Data extract:

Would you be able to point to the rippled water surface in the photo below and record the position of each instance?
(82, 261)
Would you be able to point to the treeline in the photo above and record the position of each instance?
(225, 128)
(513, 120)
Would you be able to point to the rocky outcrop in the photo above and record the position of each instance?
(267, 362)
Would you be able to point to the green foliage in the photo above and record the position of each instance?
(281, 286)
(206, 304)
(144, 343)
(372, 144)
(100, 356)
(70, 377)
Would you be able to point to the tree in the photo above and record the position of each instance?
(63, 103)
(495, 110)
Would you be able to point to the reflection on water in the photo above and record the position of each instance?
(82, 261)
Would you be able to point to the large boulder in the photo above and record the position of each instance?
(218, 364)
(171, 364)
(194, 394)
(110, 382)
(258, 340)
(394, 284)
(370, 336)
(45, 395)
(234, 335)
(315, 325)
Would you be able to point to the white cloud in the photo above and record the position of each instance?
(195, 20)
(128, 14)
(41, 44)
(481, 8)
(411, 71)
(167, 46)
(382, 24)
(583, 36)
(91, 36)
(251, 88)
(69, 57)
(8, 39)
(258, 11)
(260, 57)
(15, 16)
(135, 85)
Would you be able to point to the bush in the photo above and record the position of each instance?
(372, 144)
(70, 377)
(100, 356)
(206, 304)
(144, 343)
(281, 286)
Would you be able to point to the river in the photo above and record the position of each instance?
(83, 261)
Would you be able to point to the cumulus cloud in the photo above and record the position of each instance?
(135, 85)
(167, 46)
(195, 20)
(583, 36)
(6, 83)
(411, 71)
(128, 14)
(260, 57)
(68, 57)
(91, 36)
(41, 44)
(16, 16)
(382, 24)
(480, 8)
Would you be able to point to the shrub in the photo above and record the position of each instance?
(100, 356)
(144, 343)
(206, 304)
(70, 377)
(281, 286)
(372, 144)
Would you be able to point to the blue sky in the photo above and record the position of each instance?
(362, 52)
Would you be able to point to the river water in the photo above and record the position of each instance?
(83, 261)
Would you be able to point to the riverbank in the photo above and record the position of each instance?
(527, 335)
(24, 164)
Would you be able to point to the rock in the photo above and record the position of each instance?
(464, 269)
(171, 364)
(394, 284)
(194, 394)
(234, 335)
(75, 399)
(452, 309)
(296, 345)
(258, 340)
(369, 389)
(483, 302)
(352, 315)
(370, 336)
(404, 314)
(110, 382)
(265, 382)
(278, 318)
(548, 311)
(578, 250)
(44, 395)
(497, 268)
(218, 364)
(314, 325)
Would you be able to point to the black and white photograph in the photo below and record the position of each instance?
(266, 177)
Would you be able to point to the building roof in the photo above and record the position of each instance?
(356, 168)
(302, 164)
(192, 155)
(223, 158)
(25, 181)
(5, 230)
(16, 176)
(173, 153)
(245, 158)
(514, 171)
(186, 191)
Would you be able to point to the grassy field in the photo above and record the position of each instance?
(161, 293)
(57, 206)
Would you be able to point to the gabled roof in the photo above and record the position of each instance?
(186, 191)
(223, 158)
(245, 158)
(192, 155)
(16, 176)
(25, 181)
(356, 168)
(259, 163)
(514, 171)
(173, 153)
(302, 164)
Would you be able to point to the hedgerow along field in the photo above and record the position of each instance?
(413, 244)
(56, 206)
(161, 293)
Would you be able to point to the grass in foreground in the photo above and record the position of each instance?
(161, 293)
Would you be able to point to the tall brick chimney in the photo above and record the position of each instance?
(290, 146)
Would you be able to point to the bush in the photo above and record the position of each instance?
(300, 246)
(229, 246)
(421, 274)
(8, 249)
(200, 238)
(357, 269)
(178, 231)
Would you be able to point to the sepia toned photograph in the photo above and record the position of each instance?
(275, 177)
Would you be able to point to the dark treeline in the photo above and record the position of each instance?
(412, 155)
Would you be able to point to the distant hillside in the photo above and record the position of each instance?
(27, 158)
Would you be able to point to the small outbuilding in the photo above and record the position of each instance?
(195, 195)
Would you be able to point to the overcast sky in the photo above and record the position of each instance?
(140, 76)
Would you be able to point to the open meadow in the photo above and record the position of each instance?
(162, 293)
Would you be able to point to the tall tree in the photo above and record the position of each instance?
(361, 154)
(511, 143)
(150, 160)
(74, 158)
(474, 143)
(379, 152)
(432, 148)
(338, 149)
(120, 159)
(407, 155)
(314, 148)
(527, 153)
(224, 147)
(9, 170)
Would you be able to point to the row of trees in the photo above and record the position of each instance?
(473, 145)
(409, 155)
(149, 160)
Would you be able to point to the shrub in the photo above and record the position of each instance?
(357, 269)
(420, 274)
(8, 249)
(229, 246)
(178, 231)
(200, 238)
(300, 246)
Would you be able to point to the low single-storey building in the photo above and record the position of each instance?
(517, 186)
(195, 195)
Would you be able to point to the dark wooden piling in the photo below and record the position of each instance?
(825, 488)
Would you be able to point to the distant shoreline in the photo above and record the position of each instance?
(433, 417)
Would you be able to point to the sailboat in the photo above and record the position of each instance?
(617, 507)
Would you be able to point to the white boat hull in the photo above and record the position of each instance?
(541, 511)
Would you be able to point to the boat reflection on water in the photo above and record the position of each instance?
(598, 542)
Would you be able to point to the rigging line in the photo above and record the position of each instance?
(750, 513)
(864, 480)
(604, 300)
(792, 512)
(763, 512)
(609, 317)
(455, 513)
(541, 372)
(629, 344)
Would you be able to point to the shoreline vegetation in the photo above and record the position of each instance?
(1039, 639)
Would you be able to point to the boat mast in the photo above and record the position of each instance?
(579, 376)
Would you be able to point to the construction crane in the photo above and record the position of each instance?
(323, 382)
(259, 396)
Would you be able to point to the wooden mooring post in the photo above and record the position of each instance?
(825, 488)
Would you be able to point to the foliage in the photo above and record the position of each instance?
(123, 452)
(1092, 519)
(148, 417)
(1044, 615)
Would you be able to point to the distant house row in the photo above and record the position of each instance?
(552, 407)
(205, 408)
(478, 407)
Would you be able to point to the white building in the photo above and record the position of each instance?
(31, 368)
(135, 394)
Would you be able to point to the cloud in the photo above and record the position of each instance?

Stated exercise: Repeat every line of the listing above word for word, keeping the original order.

Solution:
Would you be able to point to the rippled water surface in the photo below and record the position of each instance?
(82, 261)
Would you be able to point to the treeline in the photo above and record the position of each instance?
(225, 128)
(513, 120)
Would you be able to point to the rocky outcrop in the photo above and record the position of each instance?
(267, 362)
Would you be able to point to the green foliage in the photo above and record the position of each instance?
(281, 286)
(206, 304)
(144, 343)
(372, 144)
(100, 356)
(70, 377)
Would you be able to point to the tree in the photo above and record the position of each instance?
(63, 103)
(495, 110)
Would you be able to point to the reflection on water in the photo above and record the position of each instance?
(82, 261)
Would you be able to point to the large boulder in the photo above and record the position of each instance?
(218, 364)
(171, 364)
(194, 394)
(110, 382)
(258, 340)
(394, 284)
(370, 336)
(45, 395)
(234, 335)
(315, 325)
Would you be able to point to the white cloud in the photo above and record the position of each instance?
(195, 20)
(128, 14)
(41, 44)
(481, 8)
(411, 71)
(167, 46)
(382, 24)
(583, 36)
(91, 36)
(251, 88)
(69, 57)
(8, 39)
(258, 11)
(260, 57)
(15, 16)
(135, 85)
Would you be able to point to the bush in the photo above and record the position of each instance?
(372, 144)
(70, 377)
(100, 356)
(206, 304)
(144, 343)
(281, 286)
Would you be able to point to the river in the photo above and record the position of each instance?
(83, 261)
Would you be able to point to the cumulus cloud in the photo above and record the position of each instance?
(135, 85)
(167, 46)
(195, 20)
(583, 36)
(6, 83)
(411, 71)
(128, 14)
(260, 57)
(68, 57)
(91, 36)
(41, 44)
(16, 16)
(382, 24)
(480, 8)
Would you be able to point to the shrub in the photo above and record the position of each instance?
(100, 356)
(144, 343)
(206, 304)
(70, 377)
(281, 286)
(372, 144)
Would you be able to point to the blue sky in the photo above and record the position of each instance?
(362, 52)
Would you be able to point to the river water in the photo above and record the position of each instance?
(83, 261)
Would you be able to point to the riverbank in the photo above and record the position of each instance?
(527, 335)
(24, 164)
Would you be able to point to the rock in the photo above and record the position of each instance?
(464, 269)
(171, 364)
(394, 284)
(194, 394)
(234, 335)
(75, 399)
(452, 309)
(296, 345)
(258, 340)
(369, 389)
(483, 302)
(352, 315)
(370, 336)
(404, 314)
(110, 382)
(265, 382)
(278, 318)
(548, 311)
(578, 250)
(44, 395)
(497, 268)
(218, 364)
(314, 325)
Would you be able to point to the black and white photograph in the photo below and record the position of each instance?
(266, 177)
Would you be able to point to the building roof in the photo above and record the position of each instance?
(356, 168)
(302, 164)
(192, 155)
(223, 158)
(25, 181)
(5, 230)
(16, 176)
(173, 153)
(245, 158)
(514, 171)
(186, 191)
Would you be able to point to the grassy field in the photo above and record the position of each instance?
(161, 293)
(57, 206)
Would you be able to point to the gabled roof in the photo above and record the position of each instance?
(186, 191)
(223, 158)
(245, 158)
(192, 155)
(16, 176)
(25, 181)
(356, 168)
(259, 163)
(514, 171)
(173, 153)
(302, 164)
Would you be able to point to the hedgerow along field in the photo above and record the position of each instance?
(413, 244)
(56, 206)
(161, 293)
Would you be able to point to the grass in foreground in the photo above and record the position of each instance?
(161, 293)
Would you be able to point to the tall brick chimney in the photo above and record the position of each instance?
(290, 146)
Would you be able to point to the bush in the photo above and record the position of each instance?
(300, 246)
(229, 246)
(421, 274)
(8, 249)
(200, 238)
(357, 269)
(178, 231)
Would you be able to point to the sepia toned photograph in the photo above and record the position of each instance?
(275, 177)
Would you be able to point to the dark treeline in the photo above and record the position of each instance?
(412, 155)
Would you be able to point to the distant hillside in the photo above and record the position of each instance?
(27, 158)
Would you be able to point to the small outbuilding in the photo above and record the position of each instance?
(195, 195)
Would you be able to point to the overcast sky in the photo above and record the position of each instance?
(140, 76)
Would you be able to point to the open meadow in the photo above and record the position of each instance?
(162, 293)
Would you be able to point to the tall tree in the photo above and record the position of each instance?
(361, 154)
(511, 143)
(150, 160)
(74, 158)
(474, 143)
(379, 152)
(432, 148)
(338, 149)
(120, 159)
(407, 155)
(314, 148)
(527, 153)
(224, 147)
(9, 170)
Would you be able to point to the row of trees in the photo above and record the position of each instance?
(473, 145)
(409, 155)
(149, 160)
Would you be able to point to the shrub in the photo above and record the position of each instance?
(357, 269)
(420, 274)
(8, 249)
(229, 246)
(178, 231)
(200, 238)
(300, 246)
Would you be able to point to the low single-storey building in the photo above and record the position of each instance?
(517, 186)
(195, 195)
Would you be able to point to the dark wooden piling in the photo below and record the position of each instance?
(825, 488)
Would you be able to point to the distant shoreline in the photo above and record the position of each instance?
(433, 417)
Would you be able to point to the sailboat in the photo above and record the position of each instance?
(617, 507)
Would you be able to point to the white boat hull in the photo above and record the position of each instance?
(541, 511)
Would you be able to point to the boat reflection on water in the photo above and record the position of each instance?
(598, 542)
Would you be able to point to the rigging line in the photo above and record the position of each instance?
(750, 513)
(864, 480)
(604, 300)
(792, 512)
(763, 512)
(609, 317)
(455, 513)
(541, 372)
(629, 344)
Would you be able to point to the shoreline vegetation in the photo above and record the position of each instance?
(1039, 639)
Would you be able to point to the boat mast in the photo above and record the position of each instance?
(579, 376)
Would you be able to point to the construction crane in the photo above and record the position of each instance?
(323, 382)
(259, 396)
Would you be able to point to the wooden mooring post in the photo above and record the position of each instance?
(825, 488)
Would you be able to point to the foliage in the photo above and record the position of each instance?
(123, 452)
(1092, 519)
(148, 417)
(1044, 615)
Would you be able to point to the distant house row in the photo above and record the position of each instance?
(552, 407)
(205, 408)
(478, 407)
Would you be able to point to the white building in the photo above and record the position of each instance?
(31, 368)
(135, 394)
Would you be able to point to the cloud in the photo above and record the position of each instance?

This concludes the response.